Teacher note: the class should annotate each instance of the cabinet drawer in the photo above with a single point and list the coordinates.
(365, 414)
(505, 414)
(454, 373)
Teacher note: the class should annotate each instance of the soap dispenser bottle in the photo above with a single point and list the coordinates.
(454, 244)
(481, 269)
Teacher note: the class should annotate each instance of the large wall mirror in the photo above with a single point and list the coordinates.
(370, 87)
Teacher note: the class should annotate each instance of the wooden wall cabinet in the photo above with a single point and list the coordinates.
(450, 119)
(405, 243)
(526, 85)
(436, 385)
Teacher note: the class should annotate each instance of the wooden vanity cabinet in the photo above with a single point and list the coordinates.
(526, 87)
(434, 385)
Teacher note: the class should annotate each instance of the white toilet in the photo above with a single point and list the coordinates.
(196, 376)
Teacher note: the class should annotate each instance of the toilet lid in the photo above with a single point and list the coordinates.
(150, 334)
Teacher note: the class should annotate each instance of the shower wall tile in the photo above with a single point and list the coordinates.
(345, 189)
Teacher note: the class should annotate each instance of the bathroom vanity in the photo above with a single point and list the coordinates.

INSTRUCTIONS FOR THE TASK: Copy out every line from the one containing "of the shower" through the end of the rows, keeping the note lines unchanged. Multiply each point coordinate by 2.45 and round it to a whole number, with halves rounding up.

CORRECT ANSWER:
Teacher note: the class should annotate each instance of the shower wall tile in the photo above with a single point and list the coordinates.
(845, 463)
Teacher note: the class should annotate each instance of the bathroom vanity in the photo above with a single point and list the coordinates.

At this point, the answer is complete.